■ Position identification records ■
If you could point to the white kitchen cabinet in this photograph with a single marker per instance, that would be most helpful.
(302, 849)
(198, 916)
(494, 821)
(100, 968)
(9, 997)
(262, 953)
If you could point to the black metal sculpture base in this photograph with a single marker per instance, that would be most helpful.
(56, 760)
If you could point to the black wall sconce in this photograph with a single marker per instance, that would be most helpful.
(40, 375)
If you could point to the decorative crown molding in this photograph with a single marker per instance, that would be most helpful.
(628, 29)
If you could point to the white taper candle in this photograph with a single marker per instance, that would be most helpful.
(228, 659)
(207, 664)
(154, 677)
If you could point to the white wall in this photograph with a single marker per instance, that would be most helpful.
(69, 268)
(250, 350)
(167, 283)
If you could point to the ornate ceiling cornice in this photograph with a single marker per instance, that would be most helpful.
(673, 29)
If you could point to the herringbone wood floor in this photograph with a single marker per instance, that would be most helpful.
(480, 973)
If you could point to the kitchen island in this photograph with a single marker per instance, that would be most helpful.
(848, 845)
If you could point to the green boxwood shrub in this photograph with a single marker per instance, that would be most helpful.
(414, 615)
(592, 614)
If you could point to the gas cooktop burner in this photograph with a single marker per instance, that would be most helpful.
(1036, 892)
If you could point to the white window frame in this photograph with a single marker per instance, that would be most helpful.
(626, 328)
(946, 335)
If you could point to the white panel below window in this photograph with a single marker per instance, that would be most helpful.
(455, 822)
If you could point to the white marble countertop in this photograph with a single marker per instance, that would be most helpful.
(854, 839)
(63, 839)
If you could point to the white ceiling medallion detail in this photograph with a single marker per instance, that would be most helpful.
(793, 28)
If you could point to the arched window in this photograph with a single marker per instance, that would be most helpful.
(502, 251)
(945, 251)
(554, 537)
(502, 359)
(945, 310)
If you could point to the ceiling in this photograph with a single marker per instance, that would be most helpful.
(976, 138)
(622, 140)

■ Challenge ■
Render as a numbered list only the lines starting with the one that contains "If you could point to the ornate" and going on through the one that contains "(1036, 892)", both included, leaving out any blank lines.

■ Reply ■
1. If you could point to the ornate ceiling cornice in this photograph with a single marker per instance, that would be most helpful.
2. (673, 29)
3. If you could point to the herringbone wood floor in this photograph with a single marker per instance, that would be most helpful.
4. (480, 973)
5. If you could point to the kitchen island in this photograph with a single marker per instance, that would be most helpful.
6. (848, 845)
7. If you could point to the green boxwood shrub in this photograph with a single marker per instance, that would be most helpful.
8. (414, 615)
9. (592, 614)
10. If you could point to the gas cooktop burner in this photograph with a single marker per instance, that would be most helpful.
11. (1036, 892)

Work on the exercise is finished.